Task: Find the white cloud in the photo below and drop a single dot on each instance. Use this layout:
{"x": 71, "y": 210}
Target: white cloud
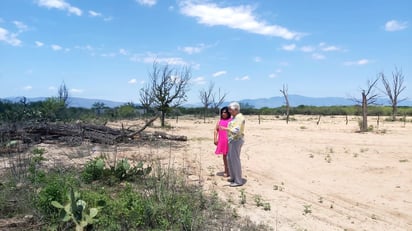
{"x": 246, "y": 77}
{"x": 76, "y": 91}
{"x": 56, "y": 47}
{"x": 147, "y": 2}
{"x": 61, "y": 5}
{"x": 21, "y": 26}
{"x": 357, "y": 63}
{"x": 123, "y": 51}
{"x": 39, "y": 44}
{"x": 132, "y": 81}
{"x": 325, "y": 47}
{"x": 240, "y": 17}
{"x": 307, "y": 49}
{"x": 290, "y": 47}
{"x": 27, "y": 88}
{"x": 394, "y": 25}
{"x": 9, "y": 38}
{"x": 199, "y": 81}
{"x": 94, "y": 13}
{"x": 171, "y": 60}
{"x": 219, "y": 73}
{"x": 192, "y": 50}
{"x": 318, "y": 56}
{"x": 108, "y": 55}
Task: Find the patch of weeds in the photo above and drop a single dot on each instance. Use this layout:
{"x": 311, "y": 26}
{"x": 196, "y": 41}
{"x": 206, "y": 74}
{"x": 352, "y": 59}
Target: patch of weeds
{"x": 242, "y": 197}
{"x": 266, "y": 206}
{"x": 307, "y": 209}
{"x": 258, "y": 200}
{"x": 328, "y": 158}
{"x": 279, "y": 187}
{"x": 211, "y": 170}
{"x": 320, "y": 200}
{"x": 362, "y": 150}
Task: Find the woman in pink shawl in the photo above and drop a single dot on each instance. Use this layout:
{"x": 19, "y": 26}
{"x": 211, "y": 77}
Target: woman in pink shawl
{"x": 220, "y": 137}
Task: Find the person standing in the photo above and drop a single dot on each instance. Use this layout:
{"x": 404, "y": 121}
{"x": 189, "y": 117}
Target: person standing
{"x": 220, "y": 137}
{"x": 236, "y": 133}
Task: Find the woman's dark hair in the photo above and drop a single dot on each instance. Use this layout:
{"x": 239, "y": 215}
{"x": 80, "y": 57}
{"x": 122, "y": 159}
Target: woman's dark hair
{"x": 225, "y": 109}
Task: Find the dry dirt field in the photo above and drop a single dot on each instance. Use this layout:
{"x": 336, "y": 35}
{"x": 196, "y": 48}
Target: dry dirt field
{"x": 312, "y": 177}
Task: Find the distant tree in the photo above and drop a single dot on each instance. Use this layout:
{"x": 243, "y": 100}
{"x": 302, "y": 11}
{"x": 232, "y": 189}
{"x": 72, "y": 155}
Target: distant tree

◇ ◇ ◇

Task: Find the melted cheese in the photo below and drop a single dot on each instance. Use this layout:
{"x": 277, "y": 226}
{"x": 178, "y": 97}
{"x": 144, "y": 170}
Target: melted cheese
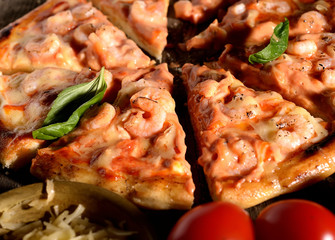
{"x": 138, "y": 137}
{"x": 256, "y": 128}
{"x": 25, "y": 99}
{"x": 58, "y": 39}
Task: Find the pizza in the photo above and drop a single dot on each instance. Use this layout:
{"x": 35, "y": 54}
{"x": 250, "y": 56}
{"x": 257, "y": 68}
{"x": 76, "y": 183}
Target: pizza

◇ ◇ ◇

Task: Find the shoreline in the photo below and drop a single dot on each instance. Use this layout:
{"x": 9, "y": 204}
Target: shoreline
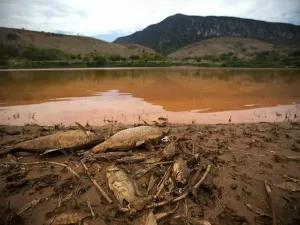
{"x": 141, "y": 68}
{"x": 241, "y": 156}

◇ ◇ ◇

> [AIM OF THE TASK]: Within this material, how many lines include the word "above"? State only the number.

> [SOLUTION BELOW]: 7